Task directions: Check each line of the entries. Copy the ones that contain the string "ground".

Exercise data:
§

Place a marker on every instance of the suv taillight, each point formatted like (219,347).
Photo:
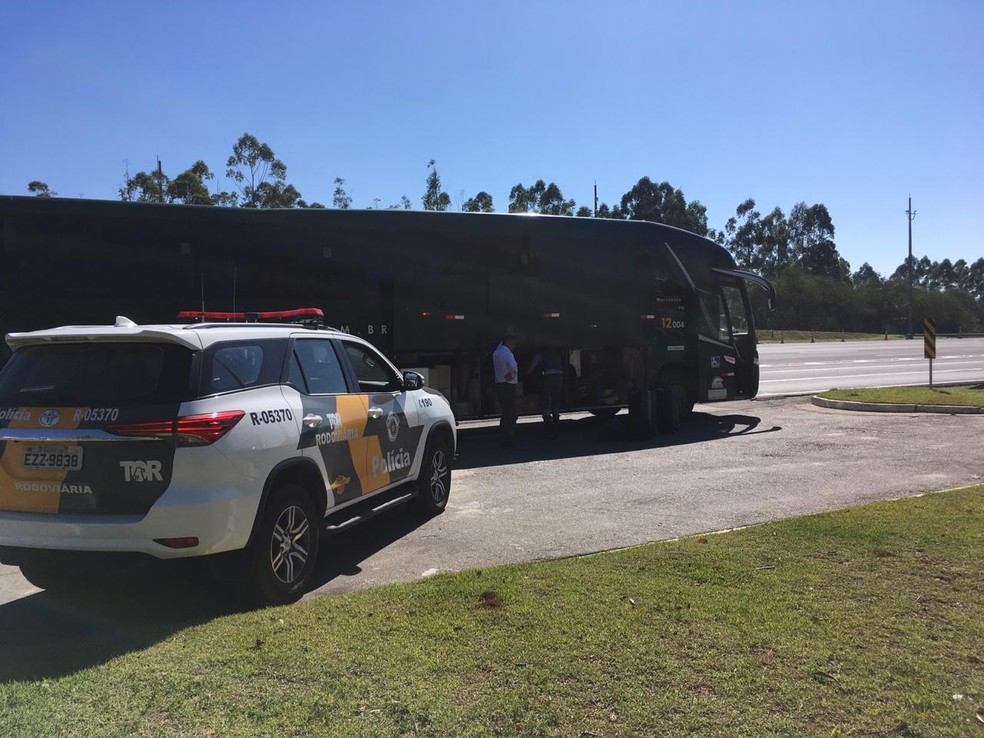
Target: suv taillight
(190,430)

§

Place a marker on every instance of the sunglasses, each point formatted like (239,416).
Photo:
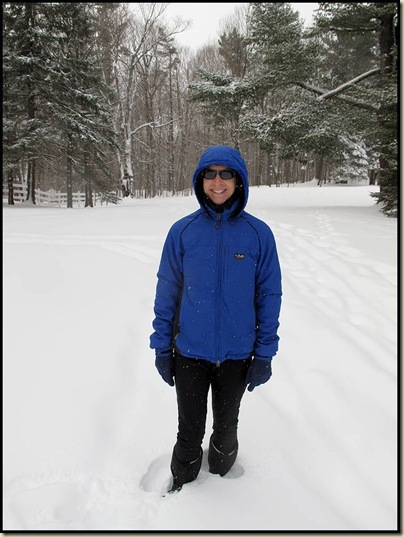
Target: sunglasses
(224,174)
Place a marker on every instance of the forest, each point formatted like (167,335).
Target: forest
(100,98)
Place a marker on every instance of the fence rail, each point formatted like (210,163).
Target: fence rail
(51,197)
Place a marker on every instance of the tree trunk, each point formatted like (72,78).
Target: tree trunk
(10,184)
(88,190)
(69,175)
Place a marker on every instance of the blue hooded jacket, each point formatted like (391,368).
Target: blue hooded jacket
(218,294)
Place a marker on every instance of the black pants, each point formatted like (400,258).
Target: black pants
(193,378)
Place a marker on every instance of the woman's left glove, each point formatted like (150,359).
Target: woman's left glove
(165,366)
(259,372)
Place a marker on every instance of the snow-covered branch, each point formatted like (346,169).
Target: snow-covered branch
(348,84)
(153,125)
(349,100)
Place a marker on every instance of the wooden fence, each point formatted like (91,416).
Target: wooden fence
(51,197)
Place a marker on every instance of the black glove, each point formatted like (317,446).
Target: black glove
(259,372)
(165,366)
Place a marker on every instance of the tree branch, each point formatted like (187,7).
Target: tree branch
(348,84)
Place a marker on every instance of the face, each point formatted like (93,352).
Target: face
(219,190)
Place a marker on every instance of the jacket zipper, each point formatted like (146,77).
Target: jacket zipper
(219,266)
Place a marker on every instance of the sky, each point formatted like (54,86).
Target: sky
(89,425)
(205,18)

§

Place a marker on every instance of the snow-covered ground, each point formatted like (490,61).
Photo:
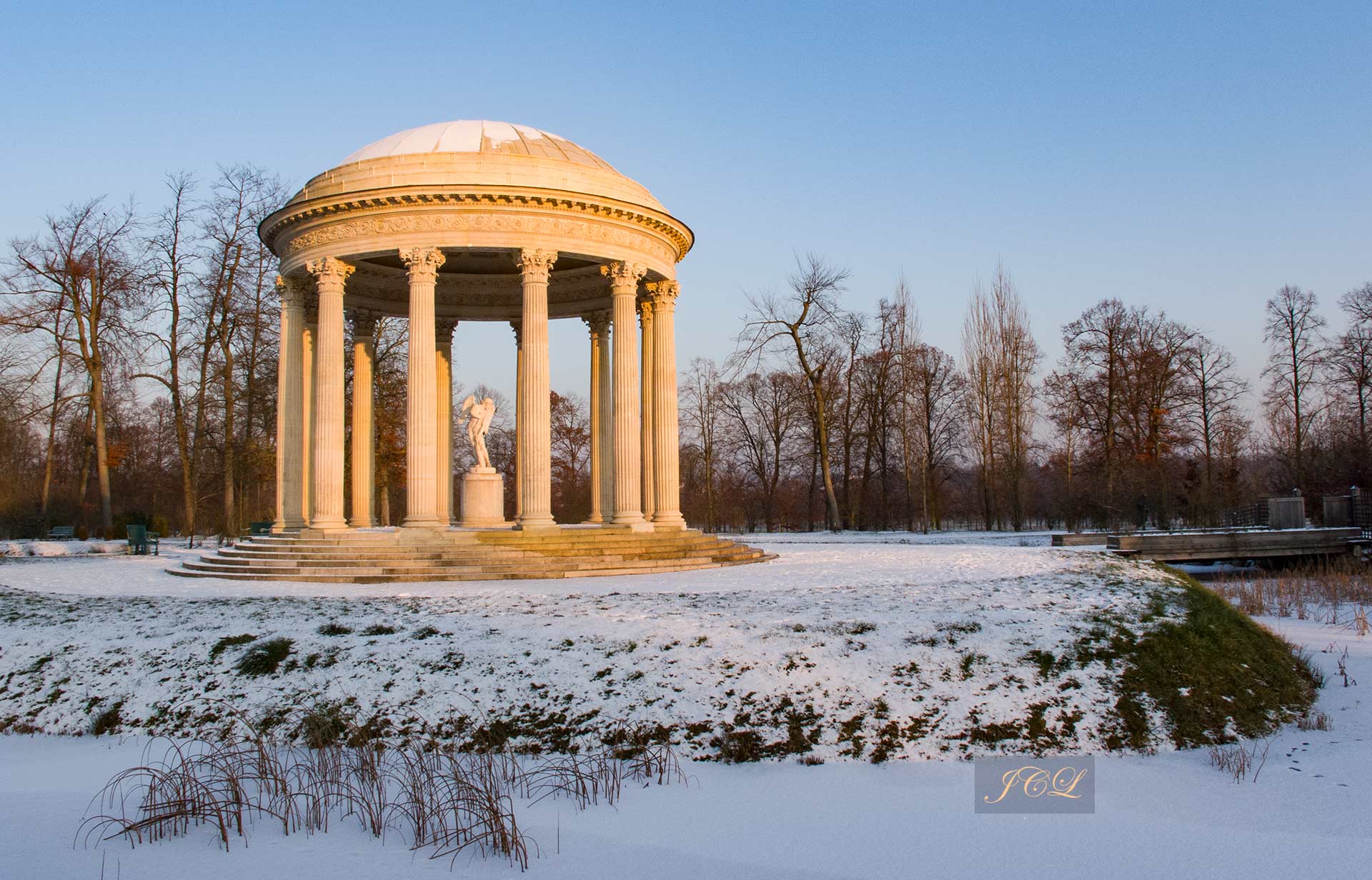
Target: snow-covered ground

§

Finished task:
Place a marker on every instance of the snow-covered ground, each point formatted like (490,61).
Target: snow-covered ground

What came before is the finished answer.